(Beginning of PASSAGE TO READ)

I said “with”, not “by”. Traveling by (or for that matter, on) a bike is awesome, or at least can be, from time to time.
However, schlepping the damn thing through airports, train stations, packing in rental cars, cramming in hotel rooms, and so forth can be a royal pain in the ass. Fortunately, there are some tricks to make this somewhat easier on your wallet, spine, and psyche.
First off, you could just rent a bike at your destination. Prices range from the low $20s to over $100 per day, depending on location, bike type, build level, and so forth. Check with local bike shops, Google “bike rental” in the town you’re visiting, and off you go. Since you’re probably already taking shoes, you can easily toss in your pedals and maybe even saddle. This stuff is easy to pack and takes up less space in your bag than your helmet (also rentable, but eeeew).
Since I mentioned shoes, let’s give a bit of thought there. If you have road shoes, place them carefully back where you store them at home and grab your mountain bike shoes. If you don’t have mountain bike shoes, buy some. Clip-clopping around tourist destinations in road shoes sucks, as you skid across coffee shop floors with your toes higher than your heels, and those hard carbon soles you ponied up for are awful for walking in. Get some mountain bike shoes with soft-ish rubber soles and a tiny bit of flex, and you can walk around comfortably and reasonably safely on slick floors.
Now the bike. It turns out that having a bike on hand is a significant component of traveling with a bike (otherwise it’s just called “traveling”). For the purposes of this rambling post, we will assume the bike is yours and you wish to take it to some exotic destination. Let’s address the obvious: bikes are unwieldy, large, hard to pack, difficult to carry, require a modicum of mechanical acuity, and can be expensive due to excess baggage fees.

(End of PASSAGE TO READ)
(Beginning of PROVIDED INFORMATION)

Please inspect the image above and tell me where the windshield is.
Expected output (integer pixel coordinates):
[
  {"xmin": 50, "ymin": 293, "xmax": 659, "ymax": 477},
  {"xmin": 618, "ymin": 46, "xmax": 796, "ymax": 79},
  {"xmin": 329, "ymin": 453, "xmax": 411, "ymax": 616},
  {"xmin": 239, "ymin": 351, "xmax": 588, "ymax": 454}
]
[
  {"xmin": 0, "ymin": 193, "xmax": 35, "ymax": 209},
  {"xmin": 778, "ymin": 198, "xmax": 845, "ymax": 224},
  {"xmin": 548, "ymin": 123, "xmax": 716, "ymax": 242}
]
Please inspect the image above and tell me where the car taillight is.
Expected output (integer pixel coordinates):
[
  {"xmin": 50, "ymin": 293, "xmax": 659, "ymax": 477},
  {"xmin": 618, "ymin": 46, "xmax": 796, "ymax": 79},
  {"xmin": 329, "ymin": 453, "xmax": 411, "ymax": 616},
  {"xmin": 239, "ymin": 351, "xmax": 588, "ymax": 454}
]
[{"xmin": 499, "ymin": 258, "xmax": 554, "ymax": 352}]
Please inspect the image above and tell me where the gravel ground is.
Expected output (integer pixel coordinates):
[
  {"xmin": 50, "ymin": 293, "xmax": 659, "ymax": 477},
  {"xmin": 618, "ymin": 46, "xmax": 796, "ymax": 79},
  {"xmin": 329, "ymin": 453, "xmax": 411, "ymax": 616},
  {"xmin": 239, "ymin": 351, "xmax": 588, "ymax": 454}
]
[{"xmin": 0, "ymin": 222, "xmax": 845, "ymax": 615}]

(End of PROVIDED INFORMATION)

**TASK GOAL:**
In the text on traveling with a bike, why does the writer advise leaving road shoes at home and bringing mountain bike shoes instead? Answer in one to three sentences.

**YOUR SOLUTION:**
Walking around tourist destinations in road shoes is unpleasant because the wearer skids across coffee shop floors with the toes higher than the heels, and hard carbon soles are awful for walking. Mountain bike shoes with soft-ish rubber soles and a little flex let the wearer walk comfortably and reasonably safely on slick floors.